───── Dataset entries ─────
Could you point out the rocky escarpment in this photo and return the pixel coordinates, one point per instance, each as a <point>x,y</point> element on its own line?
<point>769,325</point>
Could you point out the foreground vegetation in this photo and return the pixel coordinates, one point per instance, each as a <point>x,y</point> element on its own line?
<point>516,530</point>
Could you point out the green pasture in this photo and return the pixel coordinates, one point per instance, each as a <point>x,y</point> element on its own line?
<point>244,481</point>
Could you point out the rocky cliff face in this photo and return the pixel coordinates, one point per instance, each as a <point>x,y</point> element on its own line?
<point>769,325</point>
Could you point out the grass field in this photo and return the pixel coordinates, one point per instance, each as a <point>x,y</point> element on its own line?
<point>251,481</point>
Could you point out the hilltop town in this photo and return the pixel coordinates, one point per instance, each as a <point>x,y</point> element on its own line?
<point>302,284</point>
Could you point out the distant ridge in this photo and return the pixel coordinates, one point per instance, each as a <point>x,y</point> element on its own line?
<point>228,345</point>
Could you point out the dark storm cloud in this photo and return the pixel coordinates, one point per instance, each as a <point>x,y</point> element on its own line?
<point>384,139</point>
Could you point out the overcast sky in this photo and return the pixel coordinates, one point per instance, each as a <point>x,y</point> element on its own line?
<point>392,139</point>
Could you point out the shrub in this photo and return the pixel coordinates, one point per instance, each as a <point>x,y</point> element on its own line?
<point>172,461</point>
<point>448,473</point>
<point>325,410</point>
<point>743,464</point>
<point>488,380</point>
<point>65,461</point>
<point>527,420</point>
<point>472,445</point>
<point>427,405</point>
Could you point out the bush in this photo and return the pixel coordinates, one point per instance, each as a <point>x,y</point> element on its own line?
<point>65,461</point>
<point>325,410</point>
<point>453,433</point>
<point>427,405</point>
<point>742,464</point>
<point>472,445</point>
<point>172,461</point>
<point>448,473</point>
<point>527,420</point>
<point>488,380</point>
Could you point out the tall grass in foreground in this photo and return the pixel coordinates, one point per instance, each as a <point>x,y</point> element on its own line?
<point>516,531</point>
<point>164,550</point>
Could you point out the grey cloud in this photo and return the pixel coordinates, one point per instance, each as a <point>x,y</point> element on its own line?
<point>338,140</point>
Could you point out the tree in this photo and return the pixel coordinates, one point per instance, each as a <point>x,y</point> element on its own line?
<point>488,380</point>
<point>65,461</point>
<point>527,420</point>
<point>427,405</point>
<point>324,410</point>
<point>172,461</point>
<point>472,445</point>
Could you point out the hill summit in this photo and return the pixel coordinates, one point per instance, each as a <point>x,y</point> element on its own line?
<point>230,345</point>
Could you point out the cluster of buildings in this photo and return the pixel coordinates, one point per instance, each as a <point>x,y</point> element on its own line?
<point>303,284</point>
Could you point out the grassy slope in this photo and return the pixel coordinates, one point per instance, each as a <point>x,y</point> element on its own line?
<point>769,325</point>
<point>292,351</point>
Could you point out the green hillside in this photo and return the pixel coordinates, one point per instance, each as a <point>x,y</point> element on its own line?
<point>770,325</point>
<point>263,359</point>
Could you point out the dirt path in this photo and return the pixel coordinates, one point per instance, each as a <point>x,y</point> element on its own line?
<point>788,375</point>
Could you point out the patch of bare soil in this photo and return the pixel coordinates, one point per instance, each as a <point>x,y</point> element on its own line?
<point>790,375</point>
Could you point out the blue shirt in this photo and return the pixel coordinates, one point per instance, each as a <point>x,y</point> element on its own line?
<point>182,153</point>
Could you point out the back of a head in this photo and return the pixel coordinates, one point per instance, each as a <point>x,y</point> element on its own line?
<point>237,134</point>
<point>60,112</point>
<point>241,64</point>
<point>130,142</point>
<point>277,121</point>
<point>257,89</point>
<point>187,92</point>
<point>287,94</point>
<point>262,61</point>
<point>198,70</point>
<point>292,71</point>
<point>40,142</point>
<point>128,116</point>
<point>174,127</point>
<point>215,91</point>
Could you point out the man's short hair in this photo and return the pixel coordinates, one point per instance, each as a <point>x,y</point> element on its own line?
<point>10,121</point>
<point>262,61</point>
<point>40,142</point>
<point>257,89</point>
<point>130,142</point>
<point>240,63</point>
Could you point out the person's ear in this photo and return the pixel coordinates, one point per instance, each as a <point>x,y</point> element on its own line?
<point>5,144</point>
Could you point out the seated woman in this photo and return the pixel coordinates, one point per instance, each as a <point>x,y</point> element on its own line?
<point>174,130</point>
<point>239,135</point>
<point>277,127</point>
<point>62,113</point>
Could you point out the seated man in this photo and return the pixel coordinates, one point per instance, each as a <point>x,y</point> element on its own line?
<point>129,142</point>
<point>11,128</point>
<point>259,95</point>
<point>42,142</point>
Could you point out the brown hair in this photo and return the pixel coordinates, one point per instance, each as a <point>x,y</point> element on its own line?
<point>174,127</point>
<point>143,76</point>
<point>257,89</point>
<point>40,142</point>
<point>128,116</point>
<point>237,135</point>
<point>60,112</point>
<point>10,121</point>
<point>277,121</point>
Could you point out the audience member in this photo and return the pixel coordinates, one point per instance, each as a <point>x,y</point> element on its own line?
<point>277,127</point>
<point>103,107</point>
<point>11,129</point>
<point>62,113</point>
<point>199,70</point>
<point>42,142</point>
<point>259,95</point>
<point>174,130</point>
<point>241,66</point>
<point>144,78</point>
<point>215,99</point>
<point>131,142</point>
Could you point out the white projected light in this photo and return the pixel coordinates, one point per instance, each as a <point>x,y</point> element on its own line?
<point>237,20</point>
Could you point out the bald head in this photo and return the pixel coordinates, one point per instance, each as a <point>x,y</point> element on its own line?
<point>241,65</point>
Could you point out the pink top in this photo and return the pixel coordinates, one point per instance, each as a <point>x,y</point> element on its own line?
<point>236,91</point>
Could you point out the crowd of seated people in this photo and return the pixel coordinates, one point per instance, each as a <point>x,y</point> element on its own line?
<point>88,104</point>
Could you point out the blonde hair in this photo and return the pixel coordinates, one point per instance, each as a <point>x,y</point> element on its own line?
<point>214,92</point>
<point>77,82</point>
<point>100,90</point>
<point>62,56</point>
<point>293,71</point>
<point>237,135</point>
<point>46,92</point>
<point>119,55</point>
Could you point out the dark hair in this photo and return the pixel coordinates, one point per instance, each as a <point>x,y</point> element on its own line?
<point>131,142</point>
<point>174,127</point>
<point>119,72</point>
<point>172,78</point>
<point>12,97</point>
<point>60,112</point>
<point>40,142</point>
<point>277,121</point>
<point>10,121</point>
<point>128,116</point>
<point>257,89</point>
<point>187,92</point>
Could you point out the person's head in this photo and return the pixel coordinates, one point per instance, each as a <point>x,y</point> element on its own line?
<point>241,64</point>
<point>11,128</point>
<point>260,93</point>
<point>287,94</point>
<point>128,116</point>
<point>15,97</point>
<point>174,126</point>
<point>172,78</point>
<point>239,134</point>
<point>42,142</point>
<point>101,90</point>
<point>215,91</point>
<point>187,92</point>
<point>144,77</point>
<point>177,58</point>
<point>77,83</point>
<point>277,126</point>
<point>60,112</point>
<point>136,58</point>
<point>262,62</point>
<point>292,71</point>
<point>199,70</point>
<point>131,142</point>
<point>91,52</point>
─────
**Activity**
Could you write out the full data verbatim?

**Response area**
Could you point out the rocky escarpment in this photo and return the pixel coordinates, one point per instance, each as a <point>x,y</point> element on its own line?
<point>769,325</point>
Could you point out the foreground vegetation in this photo and return the pixel coordinates, one point per instance, each as a <point>x,y</point> element on its own line?
<point>516,530</point>
Could you point out the green pasture in this photo and return the pixel coordinates, one point per instance, each as a <point>x,y</point> element on its own line?
<point>244,481</point>
Could you point out the rocky cliff face in this photo and return the pixel coordinates, one point per instance, each as a <point>x,y</point> element on its own line?
<point>769,325</point>
Could you point out the grass field in this photo and return the pixel coordinates, one point per instance, each as a <point>x,y</point> element on its own line?
<point>251,481</point>
Could you point out the hilltop town in this photo and return the pixel coordinates, one point per instance, each as a <point>x,y</point> element on its own line?
<point>302,284</point>
Could you point out the distant ridge in this photo and return the pixel coordinates, one point per instance, each as a <point>x,y</point> element on its own line?
<point>228,345</point>
Could you point out the dark storm cloud in this photo and return the pixel coordinates, one point per instance, each as a <point>x,y</point> element on its own line?
<point>384,139</point>
Could you point out the overcast sky in this photo and return the pixel coordinates, one point per instance, each as a <point>x,y</point> element on its own line?
<point>392,139</point>
Could you point out the shrub in this photo and return the pixel coordinates, one point per instance, each as a <point>x,y</point> element on its own line?
<point>172,461</point>
<point>448,473</point>
<point>325,410</point>
<point>743,464</point>
<point>488,380</point>
<point>65,461</point>
<point>527,420</point>
<point>472,445</point>
<point>427,405</point>
Could you point out the bush in this photo and return the pixel coordinates, one point per instance, each as a <point>x,y</point> element on its own line?
<point>65,461</point>
<point>325,410</point>
<point>453,433</point>
<point>427,405</point>
<point>742,464</point>
<point>472,445</point>
<point>172,461</point>
<point>448,473</point>
<point>527,420</point>
<point>488,380</point>
Could you point out the tall grass in foreground in this photo and return the pixel coordinates, one point per instance, each as a <point>x,y</point> element on its own line?
<point>516,531</point>
<point>164,550</point>
Could you point out the grey cloud in this photo and return the pixel coordinates, one point per instance, each as a <point>x,y</point> element on its own line?
<point>338,140</point>
Could you point out the tree in this photo and return the pixel coordinates, one point per instance, each as a <point>x,y</point> element on its own line?
<point>488,380</point>
<point>65,461</point>
<point>527,420</point>
<point>427,405</point>
<point>324,410</point>
<point>172,461</point>
<point>472,445</point>
Could you point out the hill summit in this photo and return the pixel coordinates, one point per instance, each as a <point>x,y</point> element on its own line?
<point>230,345</point>
Could you point out the cluster of buildings in this photo and return the pixel coordinates, one point per instance, each as a <point>x,y</point> element on its own line?
<point>303,284</point>
Could you point out the grassy slope in this photo and return the pixel coordinates, one point per instance, each as a <point>x,y</point> element on its own line?
<point>769,325</point>
<point>292,351</point>
Could you point out the green hillside in this photo and return the pixel coordinates, one point per instance, each as a <point>x,y</point> element on its own line?
<point>770,325</point>
<point>263,359</point>
Could you point out the dirt path in this photo and return the pixel coordinates, one point per instance, each as a <point>x,y</point> element on its own line?
<point>788,375</point>
Could you point out the patch of bare soil in this photo and return the pixel coordinates, one point per instance, each as a <point>x,y</point> element on its own line?
<point>790,375</point>
Could you point out the blue shirt in this photo and return the pixel coordinates, one point per instance, each as a <point>x,y</point> element on its own line?
<point>182,153</point>
Could you point out the back of a head in this photo and return the pixel coordinates, one point per instance, each as a <point>x,y</point> element on its own line?
<point>237,134</point>
<point>60,112</point>
<point>241,64</point>
<point>130,142</point>
<point>277,121</point>
<point>257,89</point>
<point>187,92</point>
<point>287,94</point>
<point>262,61</point>
<point>198,70</point>
<point>292,71</point>
<point>40,142</point>
<point>128,116</point>
<point>174,127</point>
<point>215,91</point>
Could you point out the man's short hair in this photo and return the pixel coordinates, one point per instance, each as a <point>x,y</point> element on its own line?
<point>10,121</point>
<point>262,61</point>
<point>40,142</point>
<point>257,89</point>
<point>130,142</point>
<point>240,63</point>
Could you point out the person's ear in this photo and return the pixel coordinates, one point per instance, each as a <point>x,y</point> element on its own line?
<point>5,144</point>
Could you point out the seated woman in this photo and return the pixel coordinates, one point per instance, each as a <point>x,y</point> element on its own line?
<point>174,130</point>
<point>239,135</point>
<point>277,127</point>
<point>62,113</point>
Could you point out the seated man in this photo and return the pixel coordinates, one point per instance, each as a <point>x,y</point> element on its own line?
<point>129,142</point>
<point>11,128</point>
<point>259,95</point>
<point>42,142</point>
Could you point out the brown hair in this photo and return the pixel coordinates, one point per instance, each as a <point>x,y</point> element on its own line?
<point>174,127</point>
<point>143,76</point>
<point>257,89</point>
<point>40,142</point>
<point>128,116</point>
<point>237,135</point>
<point>60,112</point>
<point>10,121</point>
<point>277,121</point>
Could you point out the audience member in this photo and return the pixel coordinates, one point per instance, each as a <point>x,y</point> element on its own line?
<point>277,127</point>
<point>103,107</point>
<point>11,129</point>
<point>62,113</point>
<point>199,70</point>
<point>42,142</point>
<point>259,95</point>
<point>174,130</point>
<point>241,66</point>
<point>144,78</point>
<point>215,99</point>
<point>131,142</point>
Could you point out the white projected light in this photo and return the pixel coordinates, one point per instance, each as a <point>x,y</point> element on its own line?
<point>237,20</point>
Could you point out the bald head in this photo and return the pixel coordinates, one point per instance, each as a <point>x,y</point> element on its own line?
<point>241,65</point>
Could you point out the pink top in this photo and return the pixel coordinates, one point per instance, each as a <point>x,y</point> element on its own line?
<point>236,91</point>
Could you point out the crowd of seated people in this photo and return the pixel coordinates, one point per instance, each as a <point>x,y</point> element on its own line?
<point>88,104</point>
Could you point out the blonde hair in this photo and return the pixel coordinates, one point per instance, each as a <point>x,y</point> element on its own line?
<point>214,92</point>
<point>77,82</point>
<point>100,90</point>
<point>62,56</point>
<point>293,71</point>
<point>237,135</point>
<point>46,92</point>
<point>119,55</point>
Could you point out the dark hair in this photo and return the pixel coordinates, one point per instance, each as a <point>x,y</point> element on its own line?
<point>131,142</point>
<point>174,127</point>
<point>119,72</point>
<point>172,78</point>
<point>12,97</point>
<point>60,112</point>
<point>40,142</point>
<point>277,121</point>
<point>10,121</point>
<point>128,116</point>
<point>257,89</point>
<point>187,92</point>
Could you point out the person's head in this photo and return the pixel coordinates, one point per instance, each as a <point>x,y</point> element on its own line?
<point>241,64</point>
<point>11,128</point>
<point>260,93</point>
<point>287,94</point>
<point>128,116</point>
<point>15,97</point>
<point>174,126</point>
<point>172,78</point>
<point>239,134</point>
<point>42,142</point>
<point>101,90</point>
<point>215,91</point>
<point>187,92</point>
<point>144,77</point>
<point>177,58</point>
<point>77,83</point>
<point>277,126</point>
<point>60,112</point>
<point>136,58</point>
<point>262,62</point>
<point>292,71</point>
<point>199,70</point>
<point>131,142</point>
<point>91,52</point>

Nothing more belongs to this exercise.